• Exercise requirements: Return the following from the records below: each line, word for word, starting with the line that contains "Please pick out the long" and going on through the line that contains "Target: open book", with nothing outside that range.

• Records supplied:

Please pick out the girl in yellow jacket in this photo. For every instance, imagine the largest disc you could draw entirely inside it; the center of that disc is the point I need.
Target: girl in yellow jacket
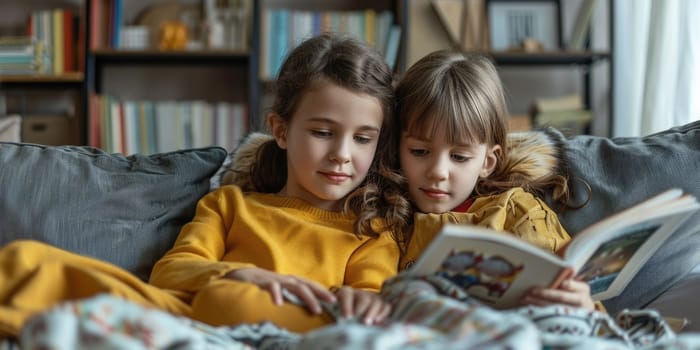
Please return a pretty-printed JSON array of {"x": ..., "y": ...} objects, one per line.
[{"x": 453, "y": 153}]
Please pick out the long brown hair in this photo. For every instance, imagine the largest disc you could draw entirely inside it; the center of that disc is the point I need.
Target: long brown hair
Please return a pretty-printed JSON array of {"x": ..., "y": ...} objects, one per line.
[{"x": 350, "y": 64}]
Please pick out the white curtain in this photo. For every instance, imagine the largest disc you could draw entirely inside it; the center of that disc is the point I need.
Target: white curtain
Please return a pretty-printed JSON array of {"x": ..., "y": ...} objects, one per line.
[{"x": 656, "y": 65}]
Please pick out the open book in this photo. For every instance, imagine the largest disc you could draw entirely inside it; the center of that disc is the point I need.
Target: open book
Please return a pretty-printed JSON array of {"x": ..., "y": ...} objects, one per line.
[{"x": 498, "y": 267}]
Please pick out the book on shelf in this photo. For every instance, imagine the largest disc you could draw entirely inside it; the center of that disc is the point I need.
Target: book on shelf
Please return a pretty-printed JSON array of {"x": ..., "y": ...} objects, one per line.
[
  {"x": 582, "y": 25},
  {"x": 450, "y": 13},
  {"x": 281, "y": 29},
  {"x": 498, "y": 268},
  {"x": 566, "y": 113}
]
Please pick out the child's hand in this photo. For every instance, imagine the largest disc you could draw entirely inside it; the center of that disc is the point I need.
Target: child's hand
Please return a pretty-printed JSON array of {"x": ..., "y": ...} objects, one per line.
[
  {"x": 368, "y": 307},
  {"x": 570, "y": 292},
  {"x": 309, "y": 292}
]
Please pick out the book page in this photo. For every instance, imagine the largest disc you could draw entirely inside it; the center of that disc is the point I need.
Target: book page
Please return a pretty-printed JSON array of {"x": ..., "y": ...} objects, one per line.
[
  {"x": 495, "y": 267},
  {"x": 608, "y": 254}
]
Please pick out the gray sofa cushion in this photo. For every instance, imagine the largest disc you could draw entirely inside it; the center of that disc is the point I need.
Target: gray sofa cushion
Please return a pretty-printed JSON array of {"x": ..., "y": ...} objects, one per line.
[
  {"x": 125, "y": 210},
  {"x": 624, "y": 171}
]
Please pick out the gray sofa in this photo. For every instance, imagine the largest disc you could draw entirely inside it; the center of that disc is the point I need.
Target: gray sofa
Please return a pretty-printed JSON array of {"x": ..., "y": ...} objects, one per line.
[{"x": 128, "y": 210}]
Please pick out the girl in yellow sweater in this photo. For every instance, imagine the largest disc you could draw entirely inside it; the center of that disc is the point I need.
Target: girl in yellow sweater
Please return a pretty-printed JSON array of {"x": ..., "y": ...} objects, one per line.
[
  {"x": 310, "y": 230},
  {"x": 319, "y": 231}
]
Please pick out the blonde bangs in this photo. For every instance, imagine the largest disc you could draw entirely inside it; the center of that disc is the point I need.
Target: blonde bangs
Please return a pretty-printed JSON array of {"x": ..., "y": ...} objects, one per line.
[{"x": 453, "y": 110}]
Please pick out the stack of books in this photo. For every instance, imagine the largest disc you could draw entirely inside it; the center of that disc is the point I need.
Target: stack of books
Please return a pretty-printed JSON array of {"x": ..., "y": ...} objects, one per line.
[{"x": 22, "y": 55}]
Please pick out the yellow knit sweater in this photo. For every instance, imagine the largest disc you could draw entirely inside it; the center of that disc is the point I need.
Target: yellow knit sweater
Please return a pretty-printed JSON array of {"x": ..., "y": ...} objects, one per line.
[{"x": 287, "y": 235}]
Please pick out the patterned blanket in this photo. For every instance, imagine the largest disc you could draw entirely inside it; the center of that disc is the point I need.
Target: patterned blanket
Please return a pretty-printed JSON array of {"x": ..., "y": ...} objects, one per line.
[{"x": 429, "y": 313}]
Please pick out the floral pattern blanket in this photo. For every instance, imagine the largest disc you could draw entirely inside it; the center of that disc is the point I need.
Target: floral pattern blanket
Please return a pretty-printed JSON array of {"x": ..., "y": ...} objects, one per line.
[{"x": 429, "y": 313}]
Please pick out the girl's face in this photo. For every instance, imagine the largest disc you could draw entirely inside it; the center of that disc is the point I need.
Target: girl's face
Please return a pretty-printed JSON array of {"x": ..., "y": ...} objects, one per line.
[
  {"x": 441, "y": 175},
  {"x": 330, "y": 140}
]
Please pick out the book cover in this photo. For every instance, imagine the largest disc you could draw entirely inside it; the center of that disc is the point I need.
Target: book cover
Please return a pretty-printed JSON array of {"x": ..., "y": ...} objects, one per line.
[{"x": 498, "y": 268}]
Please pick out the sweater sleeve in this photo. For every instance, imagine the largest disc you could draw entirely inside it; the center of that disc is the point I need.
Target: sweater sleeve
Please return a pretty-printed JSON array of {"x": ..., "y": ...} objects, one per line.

• Response area:
Please pick out the long brown hair in this photo. For every instance, imagine the largest disc you could draw entirely inside it; the center of that disc is the point I need.
Target: long brown hair
Please return a pretty-printed JSON array of {"x": ..., "y": ...} objects, one per line.
[{"x": 350, "y": 64}]
Please pick out the white curtain in this photo. For every instance, imagine the largest disc you could draw entirely inside it; the center of that disc is the point I need.
Target: white curtain
Please return a pretty-printed JSON array of {"x": ..., "y": ...} objects, one per line.
[{"x": 656, "y": 65}]
Please pick out the open book in this photo. For every instance, imagine the largest disc you could draw entirely inside it; the center of that disc is the point I need.
Target: open book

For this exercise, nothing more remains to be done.